SET EXERCISE A
Could you condense the paragraph beginning "From the frying pan to the fire" in the article below on Quezon and the Holocaust into a short bulleted list that keeps its main facts?

Quezon Saved Jews from the Holocaust

 Frank Ephraim (right) and his family when they arrived in Manila (Source: CNN)

Frank Ephraim (right) and his family when they arrived in Manila (Source: CNN)

From the frying pan to the fire, is a figure of speech used to describe a situation that goes from bad to worse. It best describes the experience of Frank Ephraim, a Jew whose family escaped Hitler’s Germany in 1939 by relocating to the Philippines. He was eight years old when he arrived in Manila, his new home in a new and strange land, after a long sea voyage from Europe. Unfortunately, their story had just begun and would not have the fairy tale ending “and they lived happily ever after.”

SET EXERCISE B
Could you quote the rows below word for word, from the line with "Target: man's bald head" through the last line of the rows?

THE INPUT
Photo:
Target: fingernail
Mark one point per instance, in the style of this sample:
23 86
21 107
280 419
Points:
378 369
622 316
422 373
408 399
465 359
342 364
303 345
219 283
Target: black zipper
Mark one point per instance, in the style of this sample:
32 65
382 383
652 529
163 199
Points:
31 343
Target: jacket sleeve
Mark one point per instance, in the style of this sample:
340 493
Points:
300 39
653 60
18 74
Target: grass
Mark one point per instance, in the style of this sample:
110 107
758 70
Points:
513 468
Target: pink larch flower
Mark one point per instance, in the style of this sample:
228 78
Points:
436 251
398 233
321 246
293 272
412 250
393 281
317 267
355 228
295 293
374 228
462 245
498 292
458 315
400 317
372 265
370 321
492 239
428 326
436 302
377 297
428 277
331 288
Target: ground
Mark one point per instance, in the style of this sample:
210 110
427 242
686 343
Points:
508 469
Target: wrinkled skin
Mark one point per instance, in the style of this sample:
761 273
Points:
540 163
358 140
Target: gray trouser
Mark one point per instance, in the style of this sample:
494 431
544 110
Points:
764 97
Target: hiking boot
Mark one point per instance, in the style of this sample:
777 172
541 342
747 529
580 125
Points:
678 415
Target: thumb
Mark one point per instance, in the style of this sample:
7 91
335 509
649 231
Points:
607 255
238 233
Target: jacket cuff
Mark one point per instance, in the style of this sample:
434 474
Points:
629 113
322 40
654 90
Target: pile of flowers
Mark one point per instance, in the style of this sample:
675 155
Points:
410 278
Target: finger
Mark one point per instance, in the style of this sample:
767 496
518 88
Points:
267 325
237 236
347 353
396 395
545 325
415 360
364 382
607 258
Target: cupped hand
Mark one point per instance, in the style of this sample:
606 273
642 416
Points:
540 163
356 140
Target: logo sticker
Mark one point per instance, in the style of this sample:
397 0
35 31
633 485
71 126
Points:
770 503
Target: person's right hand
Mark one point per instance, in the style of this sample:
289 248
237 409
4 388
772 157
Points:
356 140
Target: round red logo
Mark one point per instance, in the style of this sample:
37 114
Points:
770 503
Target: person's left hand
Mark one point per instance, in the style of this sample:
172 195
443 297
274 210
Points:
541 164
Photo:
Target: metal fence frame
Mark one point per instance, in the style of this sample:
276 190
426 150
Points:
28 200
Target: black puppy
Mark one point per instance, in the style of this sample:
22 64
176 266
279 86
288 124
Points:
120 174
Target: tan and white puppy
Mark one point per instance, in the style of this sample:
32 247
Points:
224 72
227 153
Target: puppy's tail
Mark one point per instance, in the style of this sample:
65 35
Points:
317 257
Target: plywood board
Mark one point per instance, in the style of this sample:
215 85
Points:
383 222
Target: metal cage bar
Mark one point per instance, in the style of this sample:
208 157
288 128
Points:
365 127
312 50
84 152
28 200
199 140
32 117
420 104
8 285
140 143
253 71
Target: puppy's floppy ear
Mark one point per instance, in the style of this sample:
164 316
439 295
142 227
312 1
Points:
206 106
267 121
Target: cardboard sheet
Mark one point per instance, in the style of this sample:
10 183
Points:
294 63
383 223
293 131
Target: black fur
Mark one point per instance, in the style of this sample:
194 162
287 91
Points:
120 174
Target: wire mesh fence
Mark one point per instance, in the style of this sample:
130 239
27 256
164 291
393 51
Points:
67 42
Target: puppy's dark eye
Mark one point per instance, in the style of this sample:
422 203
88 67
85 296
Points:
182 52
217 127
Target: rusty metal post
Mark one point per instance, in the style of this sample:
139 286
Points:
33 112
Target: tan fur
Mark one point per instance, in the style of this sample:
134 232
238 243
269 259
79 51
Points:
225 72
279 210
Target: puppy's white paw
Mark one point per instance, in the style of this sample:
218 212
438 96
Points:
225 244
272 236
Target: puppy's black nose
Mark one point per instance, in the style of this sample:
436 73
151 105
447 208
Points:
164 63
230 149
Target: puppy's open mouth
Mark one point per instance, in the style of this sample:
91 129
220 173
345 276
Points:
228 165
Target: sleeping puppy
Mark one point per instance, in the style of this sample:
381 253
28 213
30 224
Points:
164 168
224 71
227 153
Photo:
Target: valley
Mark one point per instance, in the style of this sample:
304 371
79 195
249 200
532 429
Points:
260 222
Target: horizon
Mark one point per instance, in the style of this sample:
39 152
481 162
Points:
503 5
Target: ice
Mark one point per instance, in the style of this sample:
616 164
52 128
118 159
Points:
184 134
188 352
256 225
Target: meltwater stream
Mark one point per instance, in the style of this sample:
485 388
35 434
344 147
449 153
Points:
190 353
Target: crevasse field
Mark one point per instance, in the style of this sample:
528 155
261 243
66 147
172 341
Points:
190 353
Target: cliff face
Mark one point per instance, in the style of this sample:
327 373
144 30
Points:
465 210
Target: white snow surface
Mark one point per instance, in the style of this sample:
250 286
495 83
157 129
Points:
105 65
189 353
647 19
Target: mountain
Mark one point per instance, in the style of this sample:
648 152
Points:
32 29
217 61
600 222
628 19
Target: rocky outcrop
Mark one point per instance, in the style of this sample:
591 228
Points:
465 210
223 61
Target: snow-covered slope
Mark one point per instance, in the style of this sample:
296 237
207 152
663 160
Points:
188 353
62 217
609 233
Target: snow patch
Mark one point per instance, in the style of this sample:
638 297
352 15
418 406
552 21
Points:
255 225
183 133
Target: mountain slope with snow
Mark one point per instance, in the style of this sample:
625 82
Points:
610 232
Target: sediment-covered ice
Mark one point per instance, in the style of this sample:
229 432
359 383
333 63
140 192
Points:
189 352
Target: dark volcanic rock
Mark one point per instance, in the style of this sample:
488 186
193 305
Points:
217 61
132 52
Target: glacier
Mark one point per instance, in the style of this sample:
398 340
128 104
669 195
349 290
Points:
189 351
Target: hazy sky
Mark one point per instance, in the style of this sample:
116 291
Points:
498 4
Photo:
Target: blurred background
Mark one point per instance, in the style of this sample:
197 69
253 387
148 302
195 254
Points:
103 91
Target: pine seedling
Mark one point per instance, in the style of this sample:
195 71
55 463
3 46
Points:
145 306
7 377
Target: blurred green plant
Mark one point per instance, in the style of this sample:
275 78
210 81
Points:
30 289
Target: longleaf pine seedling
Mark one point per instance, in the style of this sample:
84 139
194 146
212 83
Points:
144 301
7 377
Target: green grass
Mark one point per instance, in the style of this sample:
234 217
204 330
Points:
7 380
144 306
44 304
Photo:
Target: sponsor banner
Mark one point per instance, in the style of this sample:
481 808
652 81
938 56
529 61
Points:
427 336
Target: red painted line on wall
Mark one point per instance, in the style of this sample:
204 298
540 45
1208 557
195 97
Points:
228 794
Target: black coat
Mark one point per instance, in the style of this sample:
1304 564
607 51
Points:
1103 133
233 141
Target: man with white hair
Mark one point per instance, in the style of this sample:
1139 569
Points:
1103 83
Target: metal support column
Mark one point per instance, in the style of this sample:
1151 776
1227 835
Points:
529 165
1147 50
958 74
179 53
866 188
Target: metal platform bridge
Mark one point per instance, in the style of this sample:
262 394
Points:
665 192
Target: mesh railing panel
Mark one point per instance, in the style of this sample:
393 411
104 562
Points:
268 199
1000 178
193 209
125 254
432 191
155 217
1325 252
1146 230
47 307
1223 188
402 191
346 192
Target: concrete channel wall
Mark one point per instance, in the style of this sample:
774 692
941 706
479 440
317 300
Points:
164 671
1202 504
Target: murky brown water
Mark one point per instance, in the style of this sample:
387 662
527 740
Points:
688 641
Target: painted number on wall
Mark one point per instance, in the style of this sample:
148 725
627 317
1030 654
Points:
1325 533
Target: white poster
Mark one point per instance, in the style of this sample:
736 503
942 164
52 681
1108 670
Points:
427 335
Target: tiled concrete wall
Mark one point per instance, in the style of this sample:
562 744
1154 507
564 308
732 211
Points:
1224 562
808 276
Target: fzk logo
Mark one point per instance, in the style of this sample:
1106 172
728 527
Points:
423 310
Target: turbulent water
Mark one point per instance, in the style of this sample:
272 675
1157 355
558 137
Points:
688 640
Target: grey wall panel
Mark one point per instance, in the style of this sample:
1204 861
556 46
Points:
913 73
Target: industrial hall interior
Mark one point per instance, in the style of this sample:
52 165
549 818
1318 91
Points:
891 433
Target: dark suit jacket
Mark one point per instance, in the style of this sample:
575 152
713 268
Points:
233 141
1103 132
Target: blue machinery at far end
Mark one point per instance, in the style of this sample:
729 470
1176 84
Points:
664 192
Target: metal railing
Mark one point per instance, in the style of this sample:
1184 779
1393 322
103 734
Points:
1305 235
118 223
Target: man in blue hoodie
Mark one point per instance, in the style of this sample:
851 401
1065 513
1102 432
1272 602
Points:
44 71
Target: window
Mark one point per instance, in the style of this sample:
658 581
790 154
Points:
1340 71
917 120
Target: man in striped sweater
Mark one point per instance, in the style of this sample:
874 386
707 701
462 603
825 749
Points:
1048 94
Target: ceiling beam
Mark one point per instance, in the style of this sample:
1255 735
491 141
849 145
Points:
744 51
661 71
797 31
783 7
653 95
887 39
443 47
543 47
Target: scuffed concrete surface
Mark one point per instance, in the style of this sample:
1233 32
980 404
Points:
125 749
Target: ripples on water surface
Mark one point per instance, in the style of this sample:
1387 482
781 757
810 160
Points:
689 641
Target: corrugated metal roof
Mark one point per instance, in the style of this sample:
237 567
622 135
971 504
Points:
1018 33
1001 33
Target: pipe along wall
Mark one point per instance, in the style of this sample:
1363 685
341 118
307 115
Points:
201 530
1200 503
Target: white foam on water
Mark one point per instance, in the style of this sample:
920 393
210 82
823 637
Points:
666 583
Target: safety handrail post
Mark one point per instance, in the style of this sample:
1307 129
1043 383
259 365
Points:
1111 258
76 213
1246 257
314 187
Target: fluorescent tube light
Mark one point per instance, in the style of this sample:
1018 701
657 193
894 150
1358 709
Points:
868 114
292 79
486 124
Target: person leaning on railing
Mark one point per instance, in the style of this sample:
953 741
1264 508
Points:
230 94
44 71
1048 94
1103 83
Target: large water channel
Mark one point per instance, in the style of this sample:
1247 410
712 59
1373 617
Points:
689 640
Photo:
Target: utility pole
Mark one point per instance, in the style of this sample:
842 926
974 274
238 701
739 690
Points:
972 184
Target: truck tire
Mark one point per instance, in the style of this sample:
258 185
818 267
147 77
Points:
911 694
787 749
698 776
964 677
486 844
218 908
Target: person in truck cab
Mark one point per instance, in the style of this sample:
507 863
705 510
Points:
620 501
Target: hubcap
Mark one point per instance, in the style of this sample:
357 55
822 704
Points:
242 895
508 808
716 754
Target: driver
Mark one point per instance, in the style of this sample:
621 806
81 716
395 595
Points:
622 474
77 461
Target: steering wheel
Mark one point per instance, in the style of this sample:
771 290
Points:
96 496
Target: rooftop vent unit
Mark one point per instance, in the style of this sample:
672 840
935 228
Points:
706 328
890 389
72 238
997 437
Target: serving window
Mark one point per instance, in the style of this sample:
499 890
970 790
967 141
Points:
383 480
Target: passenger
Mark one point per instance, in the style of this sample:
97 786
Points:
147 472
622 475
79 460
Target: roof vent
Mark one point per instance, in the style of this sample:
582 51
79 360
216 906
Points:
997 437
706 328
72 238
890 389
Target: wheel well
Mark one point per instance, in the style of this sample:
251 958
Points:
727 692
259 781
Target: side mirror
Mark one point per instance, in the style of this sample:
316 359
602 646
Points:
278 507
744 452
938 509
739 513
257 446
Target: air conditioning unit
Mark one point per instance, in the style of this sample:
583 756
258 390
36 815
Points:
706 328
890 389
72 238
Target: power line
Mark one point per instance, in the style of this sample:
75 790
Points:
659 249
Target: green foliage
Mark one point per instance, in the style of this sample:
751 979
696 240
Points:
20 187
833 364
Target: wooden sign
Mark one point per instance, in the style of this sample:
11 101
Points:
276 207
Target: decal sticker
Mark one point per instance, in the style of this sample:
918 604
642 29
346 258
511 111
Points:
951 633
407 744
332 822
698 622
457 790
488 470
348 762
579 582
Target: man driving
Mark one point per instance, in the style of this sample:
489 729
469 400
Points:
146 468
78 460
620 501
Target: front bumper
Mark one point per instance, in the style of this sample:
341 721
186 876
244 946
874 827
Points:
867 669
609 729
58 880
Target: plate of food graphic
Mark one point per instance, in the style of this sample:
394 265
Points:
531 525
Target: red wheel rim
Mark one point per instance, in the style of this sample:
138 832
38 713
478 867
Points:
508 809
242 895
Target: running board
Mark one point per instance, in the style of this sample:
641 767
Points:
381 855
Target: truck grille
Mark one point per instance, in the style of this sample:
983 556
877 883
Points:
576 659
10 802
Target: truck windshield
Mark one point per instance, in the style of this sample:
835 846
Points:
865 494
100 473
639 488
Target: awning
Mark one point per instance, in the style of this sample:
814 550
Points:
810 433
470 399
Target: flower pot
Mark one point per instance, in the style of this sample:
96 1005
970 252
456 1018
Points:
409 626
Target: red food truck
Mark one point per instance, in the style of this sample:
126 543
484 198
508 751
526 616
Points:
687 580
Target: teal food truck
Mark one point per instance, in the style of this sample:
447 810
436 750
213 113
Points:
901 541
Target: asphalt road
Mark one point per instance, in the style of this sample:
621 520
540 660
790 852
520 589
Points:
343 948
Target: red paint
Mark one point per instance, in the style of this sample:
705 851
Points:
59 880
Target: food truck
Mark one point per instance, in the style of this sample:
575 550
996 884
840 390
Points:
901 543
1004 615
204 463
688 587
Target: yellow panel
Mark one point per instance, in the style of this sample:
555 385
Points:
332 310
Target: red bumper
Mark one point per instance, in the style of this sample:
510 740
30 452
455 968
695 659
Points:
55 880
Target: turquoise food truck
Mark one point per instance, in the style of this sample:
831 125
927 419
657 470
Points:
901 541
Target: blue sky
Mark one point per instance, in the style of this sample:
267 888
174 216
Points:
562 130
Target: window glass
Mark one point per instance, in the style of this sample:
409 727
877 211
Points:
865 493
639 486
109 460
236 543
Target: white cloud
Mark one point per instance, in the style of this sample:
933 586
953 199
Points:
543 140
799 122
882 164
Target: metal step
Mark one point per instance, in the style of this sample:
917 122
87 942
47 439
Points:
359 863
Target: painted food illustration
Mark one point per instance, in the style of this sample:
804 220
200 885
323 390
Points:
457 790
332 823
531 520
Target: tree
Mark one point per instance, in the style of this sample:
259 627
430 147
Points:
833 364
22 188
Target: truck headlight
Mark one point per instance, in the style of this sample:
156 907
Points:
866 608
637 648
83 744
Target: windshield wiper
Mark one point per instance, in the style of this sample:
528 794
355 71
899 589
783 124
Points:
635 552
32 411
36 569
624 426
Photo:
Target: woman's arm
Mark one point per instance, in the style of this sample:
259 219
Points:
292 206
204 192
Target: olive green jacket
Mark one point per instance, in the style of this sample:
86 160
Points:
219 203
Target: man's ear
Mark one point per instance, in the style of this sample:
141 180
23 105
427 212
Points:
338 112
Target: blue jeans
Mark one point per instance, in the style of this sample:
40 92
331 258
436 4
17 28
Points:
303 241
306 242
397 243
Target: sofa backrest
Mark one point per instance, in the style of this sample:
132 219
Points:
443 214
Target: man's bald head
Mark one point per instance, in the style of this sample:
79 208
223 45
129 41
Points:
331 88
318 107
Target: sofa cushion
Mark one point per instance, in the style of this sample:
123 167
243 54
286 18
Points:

RESULT A
- "From the frying pan to the fire" describes a situation that goes from bad to worse.
- The phrase fits the experience of Frank Ephraim, a Jew whose family escaped Hitler's Germany in 1939 by moving to the Philippines.
- He was eight when he reached Manila after a long sea voyage from Europe.
- Their story had only begun, and it would not have a fairy-tale happy ending.

RESULT B
Target: man's bald head
Mark one point per instance, in the style of this sample:
79 208
223 45
129 41
Points:
331 88
318 107
Target: sofa cushion
Mark one point per instance, in the style of this sample:
123 167
243 54
286 18
Points:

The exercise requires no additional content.